+++ RECORD LIST

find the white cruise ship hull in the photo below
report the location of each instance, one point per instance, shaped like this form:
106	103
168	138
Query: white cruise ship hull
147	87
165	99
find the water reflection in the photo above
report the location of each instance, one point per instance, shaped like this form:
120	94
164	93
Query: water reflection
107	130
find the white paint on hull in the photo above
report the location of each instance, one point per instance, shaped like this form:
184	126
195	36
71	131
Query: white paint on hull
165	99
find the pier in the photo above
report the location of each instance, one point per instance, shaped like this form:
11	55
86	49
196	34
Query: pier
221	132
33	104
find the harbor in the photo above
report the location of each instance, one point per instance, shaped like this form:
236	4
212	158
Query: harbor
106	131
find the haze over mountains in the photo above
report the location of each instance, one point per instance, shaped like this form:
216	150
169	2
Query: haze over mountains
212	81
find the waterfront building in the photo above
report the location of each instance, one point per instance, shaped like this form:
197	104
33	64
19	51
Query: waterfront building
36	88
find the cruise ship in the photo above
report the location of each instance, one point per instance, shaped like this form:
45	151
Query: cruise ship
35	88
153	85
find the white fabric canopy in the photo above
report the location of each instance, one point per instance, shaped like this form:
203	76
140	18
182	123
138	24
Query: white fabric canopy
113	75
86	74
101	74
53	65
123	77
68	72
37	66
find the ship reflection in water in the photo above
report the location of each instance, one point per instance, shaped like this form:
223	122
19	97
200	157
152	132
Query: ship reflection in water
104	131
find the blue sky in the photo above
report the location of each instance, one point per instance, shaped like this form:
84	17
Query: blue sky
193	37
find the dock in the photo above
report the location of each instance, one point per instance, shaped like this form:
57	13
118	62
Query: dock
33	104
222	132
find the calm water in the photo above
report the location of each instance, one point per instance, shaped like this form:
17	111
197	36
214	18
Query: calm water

++++++

TASK TO COMPLETE => Rewrite the data as a JSON list of strings, starting at the line that contains "find the white fabric" and ending with the last line of the data. Give one string per line and leave out blank lines.

FINAL ANSWER =>
[
  "find the white fabric canopy in the photo above",
  "report the location of each instance, one point per instance, shaped like this form:",
  "203\t76",
  "140\t18",
  "182\t123",
  "138\t24",
  "Query: white fabric canopy",
  "113\t75",
  "86\t74",
  "101\t74",
  "53\t65",
  "123\t77",
  "68\t72",
  "37\t66",
  "find the ship reflection in water in the photo above",
  "report the location of each instance, one point per instance, shaped like this form:",
  "223\t122",
  "19\t97",
  "200\t157",
  "152\t132",
  "Query: ship reflection in water",
  "104\t131",
  "find the blue sky in the photo above",
  "report the location of each instance, one point per instance, shaped like this form:",
  "84\t17",
  "Query: blue sky",
  "193\t37",
  "find the dock in the photo above",
  "report the location of each instance, one point per instance, shaped like this form:",
  "57\t13",
  "118\t62",
  "Query: dock",
  "33\t104",
  "222\t132",
  "find the calm water in the photo above",
  "report the location of each instance, one point per instance, shaped like this form:",
  "17\t111",
  "197\t36",
  "214\t18",
  "Query: calm water"
]